依頼内容
ホテルで過ごした夜の日記の抜粋から、「すぐ近くにあったホットモット」から「ェネツィア共和国の歴史書だ。」までの部分を、最後の語句も含めて一字一句変えずに書き写せ。

ホテルで執筆、といえばカニ那由多だ。カニ那由多といえば全裸だ。というわけで全裸になった。これで文章力50%上昇。
が、その前にお腹が減った。飯を買いたい、ついでに酒も買いたい。
…………………………。
迷った末、脱いだばかりの服を来てコンビニへ。
まずは日本酒。上善如水と浦霞があった。前者は飲んだことがあるので、後者。次に目に入ったのは漆黒のやたらかっこいい缶。ジャックダニエルコーラだ。普段この手のは飲まないのだが、かっこいいので買った。あと、スパークリングワインもひとつ。
すぐ近くにあったホットモットでナポリタンと鳥つくね弁当を購入。ホテルに戻り、ジャックダニエルを開けた。
うん、辛めのコーラ。普通のコーラでよくない? 安いし。
ナポリタンを食い、風呂をため、我が魂のアニメ「あだちとしまむら」を見ながら日本酒を一杯。風呂から上がり、シャンパン片手にあだちに萌え萌えしていると、なんと10時を越えているではありませんか。
ほげええええ! な、なんでこんな時間なんだああ! もう寝る時間じゃないかああああ!
だが今寝たら絶対今日あったこと忘れる。私は鳥頭で有名なんだ。明日は眼科に行ったら帰るだけだし、眼科の予約も11時。夜更かししてもいっこうに構わん!!
水を飲みまくって酔いを覚まして日記を書く。ついでに旅行記のタイトルも考えることにした。
なんだろう、漢の一人旅〜古代の息吹編〜とかだろうか。いや、どうだろうか……。
一息つくため、暇つぶしに持ってきてた文庫本を開いた。ヴェネツィア共和国の歴史書だ。
ヴェネツィア共和国といえば、崩壊前にゲーテが訪れたことで有名だ。ゲーテの書いたヴェネツィア紀行はヴェネツィア共和国史についての第一級の資料でもある。
ヴェネツィア紀行、か……。
シンプルでいいね。
というわけで、タイトルが決まりました。

(抽出データの項目)
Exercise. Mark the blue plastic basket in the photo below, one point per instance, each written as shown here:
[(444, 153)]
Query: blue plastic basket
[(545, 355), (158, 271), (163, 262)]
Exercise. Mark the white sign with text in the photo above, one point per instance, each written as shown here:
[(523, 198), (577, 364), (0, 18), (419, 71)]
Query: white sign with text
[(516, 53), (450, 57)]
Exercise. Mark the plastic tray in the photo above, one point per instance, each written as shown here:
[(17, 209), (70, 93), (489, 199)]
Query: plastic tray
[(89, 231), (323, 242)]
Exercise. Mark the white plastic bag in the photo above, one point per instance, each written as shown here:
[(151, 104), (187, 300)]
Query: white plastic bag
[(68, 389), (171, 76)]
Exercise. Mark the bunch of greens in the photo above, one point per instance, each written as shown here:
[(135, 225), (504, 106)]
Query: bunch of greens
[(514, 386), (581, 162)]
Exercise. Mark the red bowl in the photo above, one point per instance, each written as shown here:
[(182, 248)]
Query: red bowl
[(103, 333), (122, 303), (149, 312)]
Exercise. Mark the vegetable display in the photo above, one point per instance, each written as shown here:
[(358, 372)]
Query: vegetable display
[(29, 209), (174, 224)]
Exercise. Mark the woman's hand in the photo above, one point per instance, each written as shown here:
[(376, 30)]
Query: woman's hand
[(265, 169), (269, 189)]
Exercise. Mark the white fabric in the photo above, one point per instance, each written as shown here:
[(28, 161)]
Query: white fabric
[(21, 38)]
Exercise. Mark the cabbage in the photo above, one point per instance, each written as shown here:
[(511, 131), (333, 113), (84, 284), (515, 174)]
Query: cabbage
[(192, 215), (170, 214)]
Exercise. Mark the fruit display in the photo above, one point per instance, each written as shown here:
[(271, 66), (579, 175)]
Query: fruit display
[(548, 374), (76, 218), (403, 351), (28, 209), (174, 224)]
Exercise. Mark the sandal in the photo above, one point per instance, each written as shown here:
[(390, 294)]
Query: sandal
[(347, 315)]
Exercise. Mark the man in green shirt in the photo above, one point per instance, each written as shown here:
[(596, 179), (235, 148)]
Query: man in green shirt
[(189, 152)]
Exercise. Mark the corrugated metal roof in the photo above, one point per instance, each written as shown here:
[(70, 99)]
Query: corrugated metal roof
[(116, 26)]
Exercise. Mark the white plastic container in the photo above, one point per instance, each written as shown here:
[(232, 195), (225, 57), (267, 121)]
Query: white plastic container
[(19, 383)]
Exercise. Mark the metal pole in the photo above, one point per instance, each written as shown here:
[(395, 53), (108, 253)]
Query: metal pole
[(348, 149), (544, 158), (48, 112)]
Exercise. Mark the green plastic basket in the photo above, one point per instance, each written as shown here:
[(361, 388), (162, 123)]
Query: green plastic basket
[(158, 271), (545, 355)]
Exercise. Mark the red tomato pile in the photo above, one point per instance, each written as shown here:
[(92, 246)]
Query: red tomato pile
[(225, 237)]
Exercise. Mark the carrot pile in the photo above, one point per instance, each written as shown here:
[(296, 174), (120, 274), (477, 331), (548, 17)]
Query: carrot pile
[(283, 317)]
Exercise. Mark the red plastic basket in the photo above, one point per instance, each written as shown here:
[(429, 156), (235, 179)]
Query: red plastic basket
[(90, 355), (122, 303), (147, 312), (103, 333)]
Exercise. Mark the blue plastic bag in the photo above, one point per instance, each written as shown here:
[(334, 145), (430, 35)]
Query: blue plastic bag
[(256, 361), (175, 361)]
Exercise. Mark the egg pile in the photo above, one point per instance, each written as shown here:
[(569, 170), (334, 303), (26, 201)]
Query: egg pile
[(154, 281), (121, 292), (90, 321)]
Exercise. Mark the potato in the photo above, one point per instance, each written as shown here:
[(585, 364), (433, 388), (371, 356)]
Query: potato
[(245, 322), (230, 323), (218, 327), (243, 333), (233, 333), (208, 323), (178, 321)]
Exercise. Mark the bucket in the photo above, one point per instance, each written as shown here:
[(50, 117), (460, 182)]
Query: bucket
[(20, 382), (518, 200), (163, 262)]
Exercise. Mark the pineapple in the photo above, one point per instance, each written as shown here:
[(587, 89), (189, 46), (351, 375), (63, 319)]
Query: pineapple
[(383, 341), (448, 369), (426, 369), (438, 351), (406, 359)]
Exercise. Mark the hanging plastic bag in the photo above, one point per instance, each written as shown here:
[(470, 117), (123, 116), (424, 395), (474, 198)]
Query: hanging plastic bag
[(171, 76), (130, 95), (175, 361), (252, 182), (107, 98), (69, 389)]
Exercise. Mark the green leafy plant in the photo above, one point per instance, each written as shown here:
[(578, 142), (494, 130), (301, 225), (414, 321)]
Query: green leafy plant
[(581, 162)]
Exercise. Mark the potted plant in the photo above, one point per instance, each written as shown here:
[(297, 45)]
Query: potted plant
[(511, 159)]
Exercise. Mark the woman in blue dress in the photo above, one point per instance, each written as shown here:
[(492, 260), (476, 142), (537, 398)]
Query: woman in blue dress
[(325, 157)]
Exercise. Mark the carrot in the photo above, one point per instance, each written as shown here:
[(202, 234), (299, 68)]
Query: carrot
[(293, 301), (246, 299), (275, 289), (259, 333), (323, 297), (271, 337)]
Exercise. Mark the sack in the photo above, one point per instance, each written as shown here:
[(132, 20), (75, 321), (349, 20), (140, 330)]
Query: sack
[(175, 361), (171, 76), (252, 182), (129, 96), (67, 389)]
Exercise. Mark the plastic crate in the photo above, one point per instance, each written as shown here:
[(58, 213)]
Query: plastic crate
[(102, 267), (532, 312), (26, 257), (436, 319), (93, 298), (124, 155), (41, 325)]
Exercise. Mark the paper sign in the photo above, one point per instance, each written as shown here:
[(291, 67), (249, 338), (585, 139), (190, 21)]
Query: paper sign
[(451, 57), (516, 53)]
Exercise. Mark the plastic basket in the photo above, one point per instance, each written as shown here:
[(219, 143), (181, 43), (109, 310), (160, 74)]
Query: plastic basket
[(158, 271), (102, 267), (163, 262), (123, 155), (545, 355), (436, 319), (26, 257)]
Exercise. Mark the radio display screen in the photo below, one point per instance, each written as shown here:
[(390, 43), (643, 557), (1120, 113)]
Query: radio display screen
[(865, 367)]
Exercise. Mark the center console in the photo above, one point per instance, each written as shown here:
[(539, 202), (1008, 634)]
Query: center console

想定される回答
すぐ近くにあったホットモットでナポリタンと鳥つくね弁当を購入。ホテルに戻り、ジャックダニエルを開けた。
うん、辛めのコーラ。普通のコーラでよくない? 安いし。
ナポリタンを食い、風呂をため、我が魂のアニメ「あだちとしまむら」を見ながら日本酒を一杯。風呂から上がり、シャンパン片手にあだちに萌え萌えしていると、なんと10時を越えているではありませんか。
ほげええええ! な、なんでこんな時間なんだああ! もう寝る時間じゃないかああああ!
だが今寝たら絶対今日あったこと忘れる。私は鳥頭で有名なんだ。明日は眼科に行ったら帰るだけだし、眼科の予約も11時。夜更かししてもいっこうに構わん!!
水を飲みまくって酔いを覚まして日記を書く。ついでに旅行記のタイトルも考えることにした。
なんだろう、漢の一人旅〜古代の息吹編〜とかだろうか。いや、どうだろうか……。
一息つくため、暇つぶしに持ってきてた文庫本を開いた。ヴェネツィア共和国の歴史書だ。